Tâches à réaliser:
1 > Recopiez fidèlement, dans la critique du roman, tout ce qui va de « Petit clin d’œil : Étant » jusqu'à « 5 pour 2014. ».
2 > Rédigez la suite de la critique du roman de R.J. Ellory, s'il vous plaît, en reprenant juste après sa dernière phrase.

Les autres acteurs de ce roman sont tous très bien dessinés, chacun d’eux a sa part d’ombre et de lumière, de blessures secrètes et trouve aisément sa place dans le puzzle d’une redoutable précision  que représente cette enquête, passionnante et complexe. L’amitié, la politique, l’argent, le pouvoir, la corruption et le racisme, sont autant de thèmes qui sont évoqués au long de ce récit, et autant de leviers qui motivent les actions des personnages.

L’ambiance du sud est très bien rendue, ces petites villes ou chacun connaît tout le monde, où dans les années 70 le ségrégationnisme est toujours d’actualité, et même le vaudou, héritage des anciens esclaves, encore très présent.

Les sentiments et les situations sont décrits avec beaucoup de finesse. La narration est menée d’une plume très efficace, nous ménageant bon nombre de rebondissements et de cadavres tout au long de l’histoire, jusqu’à un final inattendu et flamboyant, où le shériff Gaines fait encore preuve de sa grande humanité. Gaines est un héros extrêmement attachant, son ambivalence entre force et fragilité, son empathie avec les victimes nous le rendent particulièrement sympathique et je suis sûr que beaucoup (dont moi…) aimeraient le retrouver dans une autre histoire.

Petit clin d’œil : Étant un grand fan de James Lee Burke, Je me suis retrouvé ici en terrain connu, des bayous au bord de la rivière Atchafalaya, jusqu’à la Nouvelle-Ibérie ou New Iberia ou officie un certain Dave Robicheaux.

Pour ce qui me concerne, je dirai que cet opus de R.J. Ellory est une indéniable réussite, alternant entre le plus sublime et le plus sordide. Une très belle lecture qui figurera à coup sûr dans mon Top 5 pour 2014.

Données enregistrées:
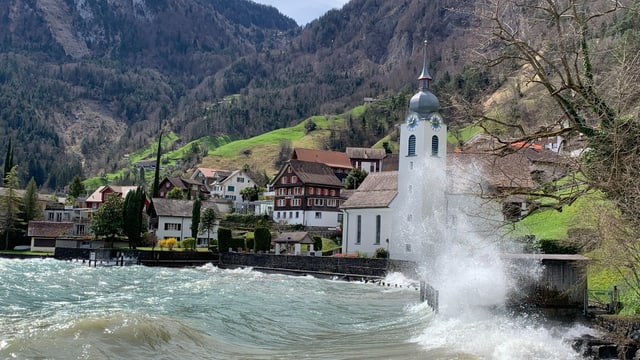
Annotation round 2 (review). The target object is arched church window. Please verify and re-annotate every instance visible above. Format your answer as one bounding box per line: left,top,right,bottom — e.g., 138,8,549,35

Réponses:
1 >
Petit clin d’œil : Étant un grand fan de James Lee Burke, Je me suis retrouvé ici en terrain connu, des bayous au bord de la rivière Atchafalaya, jusqu’à la Nouvelle-Ibérie ou New Iberia ou officie un certain Dave Robicheaux.

Pour ce qui me concerne, je dirai que cet opus de R.J. Ellory est une indéniable réussite, alternant entre le plus sublime et le plus sordide. Une très belle lecture qui figurera à coup sûr dans mon Top 5 pour 2014.

2 >
Éditions Sonatine 2014

R._J._Ellory_-_001L’auteur:

Roger Jon Ellory est né à Birmingham en juin 1965. Sa mère, danseuse et actrice, l’élèvera seule jusqu’à ce qu’une pneumonie la terrasse au tout début des années 1970. À 16 ans, il rejoint sa grand-mère maternelle, qui décèdera en 1982. Après avoir connu la prison à l’âge de 17 ans, il se consacre à plusieurs activités artistiques – graphisme, photographie… et musique : il joue de la guitare dans un groupe de rock, les Manta Rays, qu’il quittera à la mort du batteur.
Entre 1987 et 1993, RJ Ellory écrivit pas moins de vingt-deux romans, chacun lui valant systématiquement des refus éditoriaux, polis mais fermes, des deux côtés de l’Atlantique.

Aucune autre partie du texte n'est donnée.